__TEXT__:

((

WARNING: The cleanup parameter is deprecated and should always be 'NULL'.


[source,c]
-------------------------------------------------------------------------------
void tst_exit(void);
-------------------------------------------------------------------------------

Exits the tests, note that this function has no parameters, the PASSES/FAILS
reported by the 'tst_resm()' interfaces were stored and are used for the exit
value.


2.2.3 Test temporary directory
^^^^^^^^^^^^^^^^^^^^^^^^^^^^^^

If the test needs to create files (which is common case) it must create a test
temporary directory in LTP temp directory and work with files only inside of
this directory. Happily there are easy to use library functions exactly for
this purpose.

[source,c]
-------------------------------------------------------------------------------
void tst_tmpdir(void);
-------------------------------------------------------------------------------

Creates a directory with a unique name (based on the test 'TCID') under the
LTP temporary directory (defaults to '/tmp/') and changes the test working
directory to it. It's usually called from the test 'setup()'.

[source,c]
-------------------------------------------------------------------------------
void tst_rmdir(void);
-------------------------------------------------------------------------------

Removes the directory recursively. It's usually called from test 'cleanup()'.

It's important to close all file descriptors (that points to files in test
temporary directory, even the unlinked ones) before the test calls
'tst_rmdir()' otherwise the test may break on NFS mounted temp dir (look for
"NFS silly rename").

2.2.4 Safe macros
^^^^^^^^^^^^^^^^^

Safe macros aids to simplify error checking in test preparation. Instead of
calling system API functions, checking for their return value and aborting the
test if operation has failed you just use corresponding safe macro.

))

__AIM OF THE EXERCISE__: From the LTP test library text, write out word for word the passage starting at "If the test" and ending at "the test 'setup()'.".

Location identification entries
((

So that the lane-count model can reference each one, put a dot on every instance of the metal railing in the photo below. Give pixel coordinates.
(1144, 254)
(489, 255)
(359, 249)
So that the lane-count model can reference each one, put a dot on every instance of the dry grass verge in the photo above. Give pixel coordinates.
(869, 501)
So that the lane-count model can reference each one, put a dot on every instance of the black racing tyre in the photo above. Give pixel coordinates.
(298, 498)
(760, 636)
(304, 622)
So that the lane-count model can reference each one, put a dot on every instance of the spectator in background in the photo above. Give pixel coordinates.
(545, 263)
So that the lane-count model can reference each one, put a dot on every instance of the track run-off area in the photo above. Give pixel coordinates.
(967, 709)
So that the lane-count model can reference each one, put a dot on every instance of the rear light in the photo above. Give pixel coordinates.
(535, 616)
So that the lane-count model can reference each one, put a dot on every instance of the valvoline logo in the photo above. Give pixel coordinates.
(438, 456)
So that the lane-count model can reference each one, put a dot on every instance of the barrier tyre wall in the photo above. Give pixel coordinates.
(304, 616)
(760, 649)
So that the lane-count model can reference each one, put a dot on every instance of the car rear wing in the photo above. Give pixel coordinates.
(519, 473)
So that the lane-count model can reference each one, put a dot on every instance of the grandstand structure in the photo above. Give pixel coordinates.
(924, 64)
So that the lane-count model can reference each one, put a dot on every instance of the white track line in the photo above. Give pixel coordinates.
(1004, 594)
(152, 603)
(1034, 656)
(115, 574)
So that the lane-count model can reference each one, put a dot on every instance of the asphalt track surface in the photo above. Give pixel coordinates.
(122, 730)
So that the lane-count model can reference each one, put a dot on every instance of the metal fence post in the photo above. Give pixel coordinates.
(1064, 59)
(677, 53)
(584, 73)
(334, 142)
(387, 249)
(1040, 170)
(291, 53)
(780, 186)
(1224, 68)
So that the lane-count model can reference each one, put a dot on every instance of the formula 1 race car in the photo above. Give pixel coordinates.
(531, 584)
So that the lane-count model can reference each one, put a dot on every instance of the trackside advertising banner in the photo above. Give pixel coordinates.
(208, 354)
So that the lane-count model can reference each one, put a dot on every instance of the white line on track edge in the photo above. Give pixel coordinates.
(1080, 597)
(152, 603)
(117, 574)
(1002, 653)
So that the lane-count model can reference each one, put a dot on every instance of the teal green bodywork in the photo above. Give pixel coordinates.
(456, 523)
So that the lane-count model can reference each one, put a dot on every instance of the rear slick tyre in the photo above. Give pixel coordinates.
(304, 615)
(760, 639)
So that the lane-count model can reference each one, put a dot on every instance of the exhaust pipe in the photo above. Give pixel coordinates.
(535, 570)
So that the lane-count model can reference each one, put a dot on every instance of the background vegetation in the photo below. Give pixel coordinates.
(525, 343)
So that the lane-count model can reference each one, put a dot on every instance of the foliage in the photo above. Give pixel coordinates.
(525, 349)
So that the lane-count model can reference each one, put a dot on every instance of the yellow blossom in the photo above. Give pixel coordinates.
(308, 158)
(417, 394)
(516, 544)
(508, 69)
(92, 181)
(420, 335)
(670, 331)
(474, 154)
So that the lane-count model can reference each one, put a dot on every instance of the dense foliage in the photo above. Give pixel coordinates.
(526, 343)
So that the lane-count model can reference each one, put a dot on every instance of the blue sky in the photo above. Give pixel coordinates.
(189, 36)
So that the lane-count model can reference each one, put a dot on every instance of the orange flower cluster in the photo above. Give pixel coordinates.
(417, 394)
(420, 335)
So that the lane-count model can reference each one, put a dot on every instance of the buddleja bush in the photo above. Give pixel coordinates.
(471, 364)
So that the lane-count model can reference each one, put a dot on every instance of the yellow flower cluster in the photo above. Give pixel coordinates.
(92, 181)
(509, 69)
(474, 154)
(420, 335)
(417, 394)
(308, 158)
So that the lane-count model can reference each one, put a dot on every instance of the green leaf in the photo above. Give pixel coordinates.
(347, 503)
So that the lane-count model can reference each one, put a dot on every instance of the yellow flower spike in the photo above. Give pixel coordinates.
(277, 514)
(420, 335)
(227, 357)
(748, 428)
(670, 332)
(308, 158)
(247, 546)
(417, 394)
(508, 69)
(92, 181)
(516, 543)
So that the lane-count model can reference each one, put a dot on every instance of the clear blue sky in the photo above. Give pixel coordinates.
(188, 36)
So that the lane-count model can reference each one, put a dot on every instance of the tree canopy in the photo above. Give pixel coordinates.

))

__THE ANSWER__:
If the test needs to create files (which is common case) it must create a test
temporary directory in LTP temp directory and work with files only inside of
this directory. Happily there are easy to use library functions exactly for
this purpose.

[source,c]
-------------------------------------------------------------------------------
void tst_tmpdir(void);
-------------------------------------------------------------------------------

Creates a directory with a unique name (based on the test 'TCID') under the
LTP temporary directory (defaults to '/tmp/') and changes the test working
directory to it. It's usually called from the test 'setup()'.